**READING TEXT**
════════

Zond program (Зонд; Russian for "probe") was a Soviet robotic spacecraft program launched between 1964 and 1970, using two spacecraft series, one for interplanetary exploration, and the other for lunar exploration.

Program details 
The program had two series of spacecraft. The first series, based on the 3MV planetary probe, was intended to gather information about nearby planets. The second series of test spacecraft were intended as a precursor to crewed circumlunar loop flights, using a stripped-down variant of Soyuz spacecraft, consisting of the service and descent modules, but lacking the orbital module

The Government of the Soviet Union had suppressed failed Space Race missions information to prevent bad publicity during the height of the Cold War and the Space Race. Since the fall of the Soviet Union in 1991, much previously restricted information became available.

════════

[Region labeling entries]

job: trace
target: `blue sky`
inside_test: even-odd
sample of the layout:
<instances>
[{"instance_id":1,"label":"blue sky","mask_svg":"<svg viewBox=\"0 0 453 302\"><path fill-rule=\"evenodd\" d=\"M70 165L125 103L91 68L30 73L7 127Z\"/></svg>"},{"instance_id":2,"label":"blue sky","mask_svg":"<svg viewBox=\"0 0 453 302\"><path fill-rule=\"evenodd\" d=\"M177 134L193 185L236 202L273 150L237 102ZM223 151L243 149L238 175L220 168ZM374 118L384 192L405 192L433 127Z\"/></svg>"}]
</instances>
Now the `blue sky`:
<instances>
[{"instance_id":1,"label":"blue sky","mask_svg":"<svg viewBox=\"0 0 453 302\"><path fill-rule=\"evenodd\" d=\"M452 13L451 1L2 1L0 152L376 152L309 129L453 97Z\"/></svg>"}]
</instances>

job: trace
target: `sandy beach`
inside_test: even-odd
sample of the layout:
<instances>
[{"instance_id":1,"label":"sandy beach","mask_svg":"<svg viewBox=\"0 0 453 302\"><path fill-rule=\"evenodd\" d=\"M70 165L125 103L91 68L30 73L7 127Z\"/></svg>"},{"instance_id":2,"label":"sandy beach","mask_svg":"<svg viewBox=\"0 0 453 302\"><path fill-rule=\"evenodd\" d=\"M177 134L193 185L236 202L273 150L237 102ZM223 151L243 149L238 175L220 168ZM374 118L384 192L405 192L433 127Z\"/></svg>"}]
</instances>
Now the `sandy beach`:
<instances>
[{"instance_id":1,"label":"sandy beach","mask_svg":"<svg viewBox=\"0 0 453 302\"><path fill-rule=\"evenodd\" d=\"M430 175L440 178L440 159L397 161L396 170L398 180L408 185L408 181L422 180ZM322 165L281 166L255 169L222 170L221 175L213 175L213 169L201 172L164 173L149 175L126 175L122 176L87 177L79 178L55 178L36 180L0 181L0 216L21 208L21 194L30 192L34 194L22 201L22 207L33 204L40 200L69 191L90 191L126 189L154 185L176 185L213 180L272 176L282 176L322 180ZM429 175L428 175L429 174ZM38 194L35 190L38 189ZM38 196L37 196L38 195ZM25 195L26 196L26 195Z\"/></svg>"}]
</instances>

════════

**EXERCISE DESCRIPTION**
Please copy the part of the Zond program text that opens with the words "Zond program (Зонд;" and closes with "for lunar exploration.", substituting "uncrewed" for "robotic".

**COMPLETE ANSWER**
Zond program (Зонд; Russian for "probe") was a Soviet uncrewed spacecraft program launched between 1964 and 1970, using two spacecraft series, one for interplanetary exploration, and the other for lunar exploration.